■ GIVEN TEXT ■
=======

# yield from my first gold reclamation/refining



## mls26cwru (Dec 15, 2012)

starting material: 3lbs gold fingers
method: AP process
yield: 5.9 grams

i suspect this yield is a little low since there is probably Au that stayed in solution since it was my first batch of C2C. Between that and figuring out how things worked and doing it for the first time, I am interested to see the yield on my second batch of fingers (also 3 lbs.) will compare.


----------



## AndyWilliams (Dec 15, 2012)

Very nice!!


----------



## Geo (Dec 15, 2012)

2g per pound is just about right.


----------



## skeeter629 (Dec 15, 2012)

Very Nice! Keep up the good work.


----------



## butcher (Dec 16, 2012)

Very Nice Job, the powders look good, what impresses me most with your yield, is you done such a good job with only 11 post on the forum, looks like you have been more busy studying and getting gold than asking a lot of questions,thanks for sharing, keep us posted on your next batch.


----------



## jack_burton (Dec 16, 2012)

Very cool, nice work!


----------



## mls26cwru (Dec 16, 2012)

butcher said:


> Very Nice Job, the powders look good, what impresses me most with your yield, is you done such a good job with only 11 post on the forum, looks like you have been more busy studying and getting gold than asking a lot of questions,thanks for sharing, keep us posted on your next batch.



thanks butcher! I have been studying everything pretty thoroughly... I always loved chemistry, so this has been right up my ally


----------



## mls26cwru (Dec 22, 2012)

second time refining! total of 12.9 grams for the two lots of fingers


----------

=======

(Stored data)
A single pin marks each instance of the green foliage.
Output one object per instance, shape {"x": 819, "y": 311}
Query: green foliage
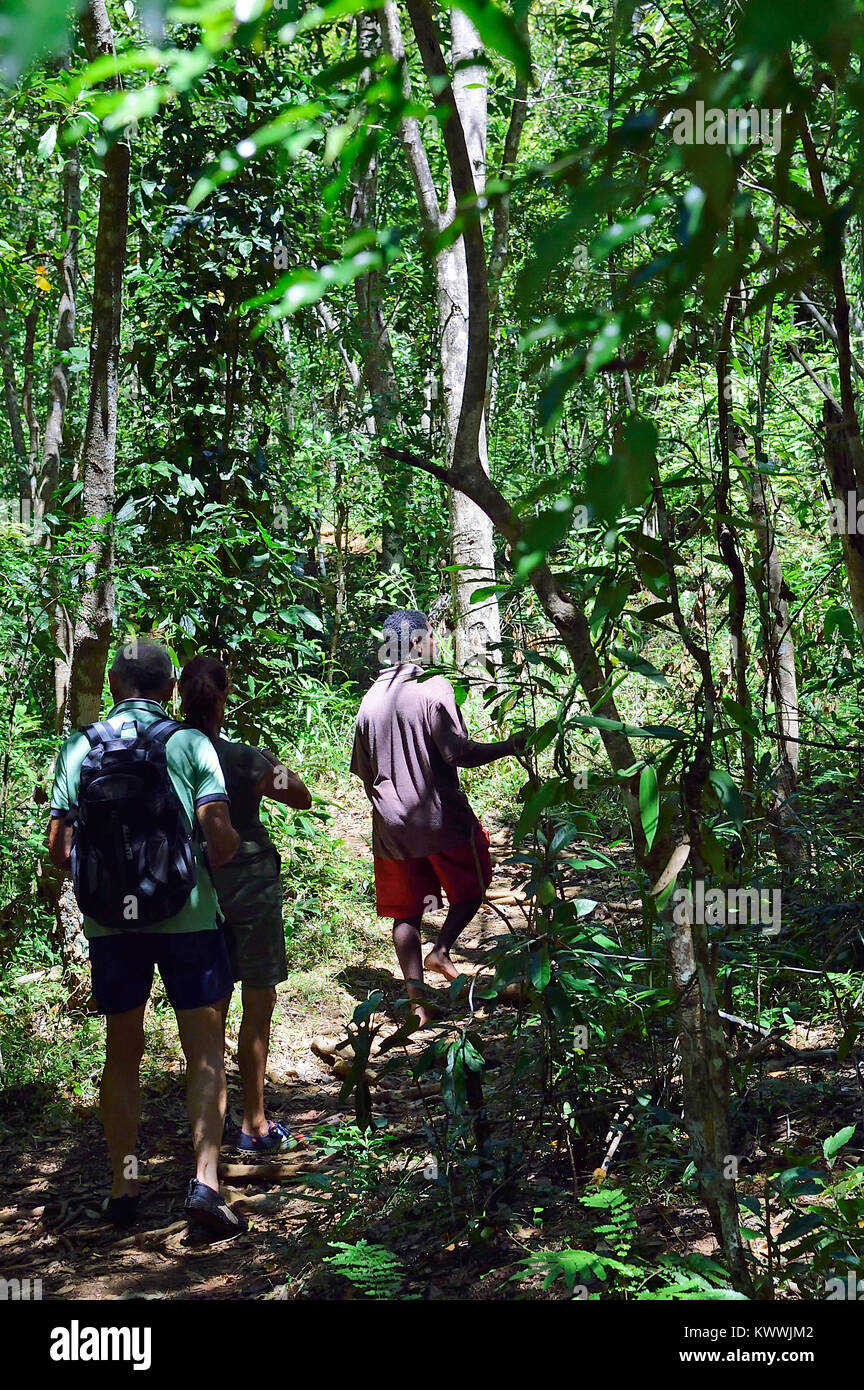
{"x": 372, "y": 1269}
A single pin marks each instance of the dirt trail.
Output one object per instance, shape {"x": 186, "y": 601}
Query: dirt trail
{"x": 53, "y": 1171}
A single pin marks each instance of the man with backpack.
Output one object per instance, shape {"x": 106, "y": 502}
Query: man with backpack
{"x": 139, "y": 815}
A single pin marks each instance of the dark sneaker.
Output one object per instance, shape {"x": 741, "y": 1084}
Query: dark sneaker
{"x": 209, "y": 1211}
{"x": 121, "y": 1211}
{"x": 274, "y": 1141}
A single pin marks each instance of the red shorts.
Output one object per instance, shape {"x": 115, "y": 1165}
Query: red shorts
{"x": 410, "y": 887}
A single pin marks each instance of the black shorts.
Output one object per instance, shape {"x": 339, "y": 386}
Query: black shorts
{"x": 250, "y": 897}
{"x": 193, "y": 966}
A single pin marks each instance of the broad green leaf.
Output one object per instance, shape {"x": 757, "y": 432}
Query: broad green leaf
{"x": 835, "y": 1143}
{"x": 649, "y": 804}
{"x": 728, "y": 795}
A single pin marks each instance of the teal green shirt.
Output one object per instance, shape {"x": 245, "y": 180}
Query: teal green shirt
{"x": 196, "y": 776}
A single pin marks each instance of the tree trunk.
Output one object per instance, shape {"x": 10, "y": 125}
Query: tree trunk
{"x": 375, "y": 344}
{"x": 13, "y": 407}
{"x": 463, "y": 355}
{"x": 703, "y": 1044}
{"x": 478, "y": 626}
{"x": 56, "y": 423}
{"x": 96, "y": 616}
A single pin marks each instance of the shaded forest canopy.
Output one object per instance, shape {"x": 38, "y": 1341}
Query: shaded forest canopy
{"x": 546, "y": 319}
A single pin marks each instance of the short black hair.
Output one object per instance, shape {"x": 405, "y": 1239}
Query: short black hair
{"x": 143, "y": 667}
{"x": 406, "y": 620}
{"x": 399, "y": 631}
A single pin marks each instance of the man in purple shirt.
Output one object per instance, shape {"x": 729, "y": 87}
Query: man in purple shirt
{"x": 409, "y": 742}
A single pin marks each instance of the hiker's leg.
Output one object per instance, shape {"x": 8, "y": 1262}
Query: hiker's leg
{"x": 456, "y": 922}
{"x": 118, "y": 1096}
{"x": 253, "y": 1045}
{"x": 406, "y": 940}
{"x": 203, "y": 1041}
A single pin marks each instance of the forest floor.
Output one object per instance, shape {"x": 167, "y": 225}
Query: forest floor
{"x": 334, "y": 1189}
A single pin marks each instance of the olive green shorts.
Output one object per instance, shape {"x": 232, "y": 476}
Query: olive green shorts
{"x": 250, "y": 897}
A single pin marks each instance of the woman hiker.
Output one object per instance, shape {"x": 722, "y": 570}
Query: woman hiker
{"x": 249, "y": 888}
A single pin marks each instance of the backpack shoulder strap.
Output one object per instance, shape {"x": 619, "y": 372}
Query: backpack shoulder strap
{"x": 163, "y": 729}
{"x": 99, "y": 733}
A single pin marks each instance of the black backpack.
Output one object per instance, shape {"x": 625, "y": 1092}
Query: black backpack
{"x": 132, "y": 854}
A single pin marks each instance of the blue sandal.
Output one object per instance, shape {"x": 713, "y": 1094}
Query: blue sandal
{"x": 274, "y": 1141}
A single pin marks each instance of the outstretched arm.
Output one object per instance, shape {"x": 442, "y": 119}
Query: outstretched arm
{"x": 279, "y": 783}
{"x": 460, "y": 751}
{"x": 220, "y": 836}
{"x": 60, "y": 843}
{"x": 361, "y": 765}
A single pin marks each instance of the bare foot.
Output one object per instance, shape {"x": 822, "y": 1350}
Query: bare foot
{"x": 441, "y": 963}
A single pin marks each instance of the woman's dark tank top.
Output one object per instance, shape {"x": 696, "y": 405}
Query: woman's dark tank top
{"x": 243, "y": 767}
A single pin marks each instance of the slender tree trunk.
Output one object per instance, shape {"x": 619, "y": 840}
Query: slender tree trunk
{"x": 54, "y": 437}
{"x": 478, "y": 626}
{"x": 703, "y": 1044}
{"x": 27, "y": 403}
{"x": 96, "y": 616}
{"x": 775, "y": 620}
{"x": 375, "y": 345}
{"x": 13, "y": 406}
{"x": 727, "y": 541}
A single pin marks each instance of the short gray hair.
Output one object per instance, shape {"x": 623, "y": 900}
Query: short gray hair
{"x": 143, "y": 667}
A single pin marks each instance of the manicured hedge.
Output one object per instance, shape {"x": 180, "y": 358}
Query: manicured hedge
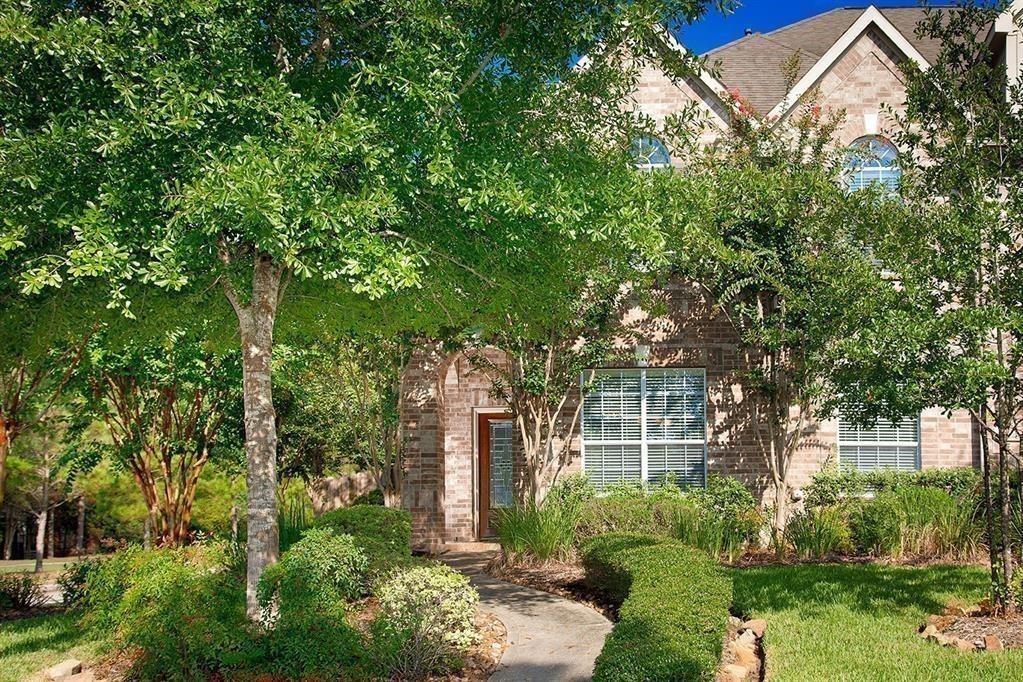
{"x": 674, "y": 607}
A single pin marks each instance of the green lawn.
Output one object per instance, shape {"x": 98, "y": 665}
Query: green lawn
{"x": 859, "y": 623}
{"x": 31, "y": 644}
{"x": 28, "y": 565}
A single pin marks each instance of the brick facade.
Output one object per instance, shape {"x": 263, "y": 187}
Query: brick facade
{"x": 441, "y": 393}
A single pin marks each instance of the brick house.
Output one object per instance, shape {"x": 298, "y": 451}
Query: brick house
{"x": 679, "y": 407}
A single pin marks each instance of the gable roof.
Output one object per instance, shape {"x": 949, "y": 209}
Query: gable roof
{"x": 753, "y": 65}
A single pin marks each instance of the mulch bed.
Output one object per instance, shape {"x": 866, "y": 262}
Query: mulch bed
{"x": 973, "y": 629}
{"x": 566, "y": 579}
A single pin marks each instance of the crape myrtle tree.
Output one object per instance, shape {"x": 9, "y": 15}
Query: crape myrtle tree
{"x": 169, "y": 407}
{"x": 243, "y": 144}
{"x": 946, "y": 331}
{"x": 768, "y": 215}
{"x": 545, "y": 350}
{"x": 339, "y": 410}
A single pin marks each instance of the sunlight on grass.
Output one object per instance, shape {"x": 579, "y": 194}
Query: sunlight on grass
{"x": 29, "y": 645}
{"x": 859, "y": 622}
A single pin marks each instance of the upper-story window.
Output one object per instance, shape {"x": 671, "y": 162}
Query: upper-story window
{"x": 650, "y": 153}
{"x": 873, "y": 160}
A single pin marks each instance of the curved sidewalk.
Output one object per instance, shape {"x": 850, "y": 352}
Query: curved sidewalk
{"x": 549, "y": 637}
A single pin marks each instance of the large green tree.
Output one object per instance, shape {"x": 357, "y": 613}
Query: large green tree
{"x": 357, "y": 145}
{"x": 946, "y": 329}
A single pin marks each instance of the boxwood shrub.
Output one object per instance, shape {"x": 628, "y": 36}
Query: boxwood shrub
{"x": 674, "y": 607}
{"x": 385, "y": 535}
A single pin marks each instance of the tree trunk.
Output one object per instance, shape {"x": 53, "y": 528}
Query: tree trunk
{"x": 50, "y": 532}
{"x": 256, "y": 320}
{"x": 4, "y": 451}
{"x": 10, "y": 530}
{"x": 80, "y": 530}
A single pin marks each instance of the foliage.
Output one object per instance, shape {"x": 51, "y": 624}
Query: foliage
{"x": 74, "y": 581}
{"x": 721, "y": 518}
{"x": 831, "y": 485}
{"x": 767, "y": 216}
{"x": 169, "y": 408}
{"x": 293, "y": 519}
{"x": 674, "y": 607}
{"x": 916, "y": 521}
{"x": 571, "y": 491}
{"x": 537, "y": 533}
{"x": 816, "y": 533}
{"x": 357, "y": 149}
{"x": 185, "y": 621}
{"x": 20, "y": 591}
{"x": 338, "y": 403}
{"x": 181, "y": 610}
{"x": 427, "y": 620}
{"x": 947, "y": 335}
{"x": 859, "y": 622}
{"x": 304, "y": 600}
{"x": 323, "y": 566}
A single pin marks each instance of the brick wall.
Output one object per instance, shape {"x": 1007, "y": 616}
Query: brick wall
{"x": 441, "y": 394}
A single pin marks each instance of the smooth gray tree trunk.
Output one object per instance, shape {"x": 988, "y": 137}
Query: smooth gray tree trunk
{"x": 80, "y": 530}
{"x": 256, "y": 320}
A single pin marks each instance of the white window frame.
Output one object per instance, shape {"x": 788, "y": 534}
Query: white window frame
{"x": 916, "y": 445}
{"x": 642, "y": 442}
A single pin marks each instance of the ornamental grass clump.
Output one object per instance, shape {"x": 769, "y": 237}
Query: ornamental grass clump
{"x": 816, "y": 533}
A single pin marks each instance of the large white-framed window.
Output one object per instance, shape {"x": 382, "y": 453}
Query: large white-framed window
{"x": 638, "y": 424}
{"x": 873, "y": 160}
{"x": 650, "y": 153}
{"x": 882, "y": 445}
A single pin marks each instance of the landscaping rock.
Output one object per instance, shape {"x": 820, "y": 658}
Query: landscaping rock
{"x": 962, "y": 644}
{"x": 63, "y": 670}
{"x": 744, "y": 655}
{"x": 735, "y": 673}
{"x": 758, "y": 626}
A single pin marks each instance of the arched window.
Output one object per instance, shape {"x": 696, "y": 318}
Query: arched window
{"x": 873, "y": 160}
{"x": 650, "y": 153}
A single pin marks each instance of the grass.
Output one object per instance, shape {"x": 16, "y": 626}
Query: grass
{"x": 29, "y": 645}
{"x": 859, "y": 622}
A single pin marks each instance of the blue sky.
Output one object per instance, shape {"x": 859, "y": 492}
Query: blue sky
{"x": 763, "y": 15}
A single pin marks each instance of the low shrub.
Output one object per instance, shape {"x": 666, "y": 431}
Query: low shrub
{"x": 426, "y": 623}
{"x": 303, "y": 597}
{"x": 832, "y": 485}
{"x": 74, "y": 581}
{"x": 721, "y": 518}
{"x": 20, "y": 591}
{"x": 818, "y": 532}
{"x": 178, "y": 609}
{"x": 674, "y": 607}
{"x": 385, "y": 535}
{"x": 183, "y": 621}
{"x": 537, "y": 533}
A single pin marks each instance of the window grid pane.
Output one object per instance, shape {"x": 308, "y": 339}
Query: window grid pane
{"x": 651, "y": 421}
{"x": 880, "y": 446}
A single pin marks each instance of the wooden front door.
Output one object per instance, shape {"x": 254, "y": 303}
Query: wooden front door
{"x": 496, "y": 483}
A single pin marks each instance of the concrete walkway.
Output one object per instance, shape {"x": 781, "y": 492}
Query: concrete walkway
{"x": 549, "y": 637}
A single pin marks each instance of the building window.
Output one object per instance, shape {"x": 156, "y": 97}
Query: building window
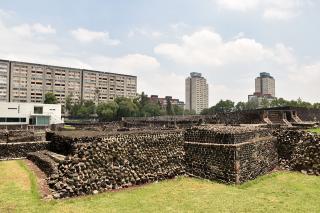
{"x": 38, "y": 110}
{"x": 13, "y": 120}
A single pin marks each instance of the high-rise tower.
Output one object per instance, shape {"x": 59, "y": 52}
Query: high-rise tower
{"x": 196, "y": 92}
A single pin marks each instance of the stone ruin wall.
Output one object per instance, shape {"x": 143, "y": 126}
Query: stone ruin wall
{"x": 229, "y": 156}
{"x": 107, "y": 162}
{"x": 16, "y": 144}
{"x": 21, "y": 149}
{"x": 96, "y": 163}
{"x": 299, "y": 151}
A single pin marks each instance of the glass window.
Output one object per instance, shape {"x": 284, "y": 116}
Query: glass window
{"x": 38, "y": 110}
{"x": 13, "y": 120}
{"x": 42, "y": 120}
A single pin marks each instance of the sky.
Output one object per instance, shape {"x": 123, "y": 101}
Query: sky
{"x": 229, "y": 41}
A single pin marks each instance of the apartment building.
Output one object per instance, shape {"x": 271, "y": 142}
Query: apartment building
{"x": 264, "y": 88}
{"x": 102, "y": 86}
{"x": 197, "y": 92}
{"x": 4, "y": 80}
{"x": 29, "y": 82}
{"x": 163, "y": 101}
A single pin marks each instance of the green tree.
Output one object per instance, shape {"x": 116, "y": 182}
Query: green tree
{"x": 50, "y": 98}
{"x": 152, "y": 109}
{"x": 178, "y": 110}
{"x": 69, "y": 103}
{"x": 127, "y": 108}
{"x": 265, "y": 103}
{"x": 224, "y": 106}
{"x": 252, "y": 104}
{"x": 107, "y": 111}
{"x": 240, "y": 106}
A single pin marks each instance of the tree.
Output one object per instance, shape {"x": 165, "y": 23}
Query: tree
{"x": 151, "y": 109}
{"x": 178, "y": 110}
{"x": 240, "y": 106}
{"x": 126, "y": 108}
{"x": 107, "y": 111}
{"x": 224, "y": 106}
{"x": 189, "y": 112}
{"x": 265, "y": 103}
{"x": 83, "y": 109}
{"x": 252, "y": 104}
{"x": 50, "y": 98}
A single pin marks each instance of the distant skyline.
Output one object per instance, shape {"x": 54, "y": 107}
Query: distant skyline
{"x": 229, "y": 41}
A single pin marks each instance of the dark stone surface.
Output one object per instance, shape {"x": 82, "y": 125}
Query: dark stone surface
{"x": 20, "y": 150}
{"x": 100, "y": 163}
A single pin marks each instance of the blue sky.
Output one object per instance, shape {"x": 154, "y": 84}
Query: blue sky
{"x": 229, "y": 41}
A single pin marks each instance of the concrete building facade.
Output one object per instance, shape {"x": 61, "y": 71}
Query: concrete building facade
{"x": 265, "y": 85}
{"x": 197, "y": 92}
{"x": 101, "y": 86}
{"x": 163, "y": 101}
{"x": 29, "y": 82}
{"x": 30, "y": 114}
{"x": 4, "y": 80}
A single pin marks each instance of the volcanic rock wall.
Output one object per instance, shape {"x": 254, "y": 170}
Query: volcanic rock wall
{"x": 105, "y": 162}
{"x": 299, "y": 151}
{"x": 14, "y": 136}
{"x": 231, "y": 155}
{"x": 21, "y": 149}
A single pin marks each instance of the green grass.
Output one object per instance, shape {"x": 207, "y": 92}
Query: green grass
{"x": 277, "y": 192}
{"x": 315, "y": 130}
{"x": 68, "y": 127}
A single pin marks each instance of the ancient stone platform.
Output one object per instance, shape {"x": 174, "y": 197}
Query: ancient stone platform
{"x": 229, "y": 154}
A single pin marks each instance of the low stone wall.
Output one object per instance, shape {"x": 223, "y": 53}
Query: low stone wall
{"x": 231, "y": 155}
{"x": 14, "y": 136}
{"x": 224, "y": 134}
{"x": 105, "y": 162}
{"x": 20, "y": 150}
{"x": 299, "y": 151}
{"x": 255, "y": 158}
{"x": 43, "y": 160}
{"x": 210, "y": 161}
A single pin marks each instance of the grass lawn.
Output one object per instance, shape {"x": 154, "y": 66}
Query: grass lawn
{"x": 315, "y": 130}
{"x": 277, "y": 192}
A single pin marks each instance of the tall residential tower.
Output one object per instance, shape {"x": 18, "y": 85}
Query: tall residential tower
{"x": 196, "y": 92}
{"x": 264, "y": 88}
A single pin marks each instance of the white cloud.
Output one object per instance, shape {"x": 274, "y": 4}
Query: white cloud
{"x": 206, "y": 47}
{"x": 39, "y": 28}
{"x": 128, "y": 64}
{"x": 87, "y": 36}
{"x": 33, "y": 30}
{"x": 241, "y": 5}
{"x": 151, "y": 34}
{"x": 271, "y": 9}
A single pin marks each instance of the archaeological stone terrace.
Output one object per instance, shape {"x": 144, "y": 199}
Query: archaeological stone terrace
{"x": 88, "y": 162}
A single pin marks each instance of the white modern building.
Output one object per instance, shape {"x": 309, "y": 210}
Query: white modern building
{"x": 197, "y": 92}
{"x": 30, "y": 114}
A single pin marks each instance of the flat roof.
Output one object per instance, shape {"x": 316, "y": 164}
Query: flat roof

=======

■ WRITTEN PROBLEM 1 ■
Reproduce the part of the gold refining thread starting at "i suspect this" and ending at "AndyWilliams (Dec 15, 2012)".
■ WRITTEN PROBLEM 2 ■
In the gold refining thread, what total yield is reported for the two lots of fingers?

■ WORKED SOLUTION 1 ■
i suspect this yield is a little low since there is probably Au that stayed in solution since it was my first batch of C2C. Between that and figuring out how things worked and doing it for the first time, I am interested to see the yield on my second batch of fingers (also 3 lbs.) will compare.


----------



## AndyWilliams (Dec 15, 2012)

■ WORKED SOLUTION 2 ■
12.9 grams